BRIEF: Copy out each of the following entries word for word, keeping every line and character as it stands.

RECORDS FOR THIS EXERCISE:

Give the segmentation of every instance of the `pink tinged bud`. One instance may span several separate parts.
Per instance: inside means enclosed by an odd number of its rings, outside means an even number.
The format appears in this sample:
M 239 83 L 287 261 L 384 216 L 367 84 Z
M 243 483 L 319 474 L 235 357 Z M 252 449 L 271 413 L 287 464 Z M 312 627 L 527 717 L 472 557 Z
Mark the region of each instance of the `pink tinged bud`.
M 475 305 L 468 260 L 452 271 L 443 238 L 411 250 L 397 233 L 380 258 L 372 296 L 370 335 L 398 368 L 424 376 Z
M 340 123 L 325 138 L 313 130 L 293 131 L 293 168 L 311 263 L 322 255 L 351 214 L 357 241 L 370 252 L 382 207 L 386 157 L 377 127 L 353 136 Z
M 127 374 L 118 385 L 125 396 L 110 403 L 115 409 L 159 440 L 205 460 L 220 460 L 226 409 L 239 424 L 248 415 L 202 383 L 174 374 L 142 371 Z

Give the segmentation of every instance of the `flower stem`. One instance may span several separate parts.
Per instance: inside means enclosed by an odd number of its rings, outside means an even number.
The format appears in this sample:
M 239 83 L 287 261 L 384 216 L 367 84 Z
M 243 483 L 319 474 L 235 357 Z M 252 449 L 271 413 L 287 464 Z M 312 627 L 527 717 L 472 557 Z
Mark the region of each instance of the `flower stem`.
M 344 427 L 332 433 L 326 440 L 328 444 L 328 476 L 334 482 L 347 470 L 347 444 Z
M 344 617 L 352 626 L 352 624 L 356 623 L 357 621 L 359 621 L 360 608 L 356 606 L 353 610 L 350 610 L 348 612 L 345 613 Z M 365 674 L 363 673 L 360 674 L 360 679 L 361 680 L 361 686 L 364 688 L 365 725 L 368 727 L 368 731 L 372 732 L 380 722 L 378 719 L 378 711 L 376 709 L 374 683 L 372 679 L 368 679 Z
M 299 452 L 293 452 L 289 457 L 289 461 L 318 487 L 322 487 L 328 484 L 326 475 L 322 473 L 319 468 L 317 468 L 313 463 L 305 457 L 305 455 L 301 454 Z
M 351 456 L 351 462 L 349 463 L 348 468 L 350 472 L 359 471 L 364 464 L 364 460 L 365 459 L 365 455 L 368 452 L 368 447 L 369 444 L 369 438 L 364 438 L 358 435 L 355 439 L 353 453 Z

RESULT OF THE TASK:
Give the segmentation of every instance of the `pink tinged bud`. One instance may span several separate parts.
Per instance: inside means enclosed by an odd number of its rings, outside means an even number.
The format appears in this sample:
M 239 83 L 287 261 L 384 216 L 367 84 Z
M 243 483 L 319 474 L 235 357 Z M 252 449 L 271 413 L 287 464 Z M 312 627 L 527 717 L 472 557 Z
Mark the region of each instance of the `pink tinged bud`.
M 475 305 L 468 260 L 452 271 L 443 238 L 411 250 L 397 233 L 380 258 L 372 296 L 370 335 L 398 368 L 424 376 Z
M 340 123 L 325 138 L 313 130 L 293 131 L 293 168 L 311 263 L 322 255 L 351 214 L 357 241 L 370 252 L 382 207 L 386 157 L 377 127 L 353 136 Z
M 127 374 L 118 385 L 125 396 L 110 403 L 115 409 L 159 440 L 205 460 L 220 460 L 226 409 L 239 424 L 248 415 L 202 383 L 174 374 L 142 371 Z

Give the segmentation of every instance of the `flower stem`. One instance may span several separate parts.
Per instance: inside means enclosed by an odd number of its rings, outside means an even number.
The format appears in this sample:
M 239 83 L 287 261 L 384 216 L 367 84 Z
M 243 483 L 319 474 L 235 357 Z M 252 449 L 271 413 L 287 464 Z M 312 627 L 527 717 L 472 557 Z
Mark the region of each instance of the `flower stem`.
M 344 427 L 332 433 L 326 440 L 328 444 L 328 476 L 334 482 L 347 470 L 347 444 Z
M 344 617 L 352 626 L 352 624 L 356 623 L 357 621 L 359 621 L 360 608 L 356 606 L 353 610 L 350 610 L 348 612 L 345 613 Z M 365 674 L 363 673 L 360 674 L 360 679 L 361 680 L 361 686 L 364 688 L 365 725 L 368 727 L 368 731 L 372 732 L 380 722 L 378 719 L 378 711 L 376 709 L 374 683 L 372 679 L 368 679 Z
M 299 452 L 293 452 L 289 457 L 289 461 L 318 487 L 322 487 L 328 484 L 326 475 L 322 473 L 319 468 L 317 468 L 313 463 L 305 457 L 305 455 L 301 454 Z
M 351 456 L 351 462 L 349 463 L 348 468 L 350 472 L 359 471 L 364 464 L 364 460 L 365 459 L 365 455 L 368 452 L 368 447 L 369 444 L 369 438 L 364 438 L 358 435 L 355 439 L 353 453 Z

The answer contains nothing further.